> The problem
Each entry should be set down again verbatim, with the images omitted.

> Data to process
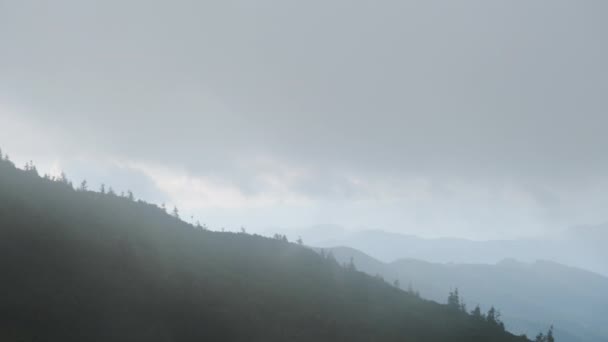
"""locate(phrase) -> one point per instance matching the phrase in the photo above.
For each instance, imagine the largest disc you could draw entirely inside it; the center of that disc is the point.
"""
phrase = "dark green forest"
(80, 265)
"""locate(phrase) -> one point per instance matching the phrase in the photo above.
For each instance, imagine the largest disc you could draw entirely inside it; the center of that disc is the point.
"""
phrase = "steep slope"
(85, 266)
(531, 296)
(581, 247)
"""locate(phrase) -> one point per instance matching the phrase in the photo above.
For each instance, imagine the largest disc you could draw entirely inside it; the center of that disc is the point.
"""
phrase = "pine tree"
(476, 313)
(454, 300)
(550, 337)
(83, 186)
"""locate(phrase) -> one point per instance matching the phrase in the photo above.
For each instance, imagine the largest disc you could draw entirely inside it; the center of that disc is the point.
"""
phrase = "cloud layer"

> Solution for this task
"""locate(phrase) -> one point per instance matching the phrase in the photo above.
For each instance, imagine the largest disc you could draw entirely inside it; the center of that disc is the point.
"""
phrase = "dark green forest"
(80, 265)
"""locate(phrase) -> one point per instance matching the phrase in the photo above.
For each instance, imagine the largest disc you could draw entirely inside it; the center of that disc is the point.
"""
phrase = "steep slope"
(85, 266)
(531, 296)
(581, 247)
"""locate(phrase) -> one point per instance matching the phrase in the photo above.
For each instance, imagine the largest disc you could draw entirely inside it; the center of that disc is the point.
"""
phrase = "pine tree"
(476, 313)
(454, 300)
(550, 337)
(83, 186)
"""locate(phrase) -> one point per instance matching the phrase in the photo above.
For each instance, imagine the largest disc you could draw entirely inside it; the center of that disc is the point.
"""
phrase = "cloud layer"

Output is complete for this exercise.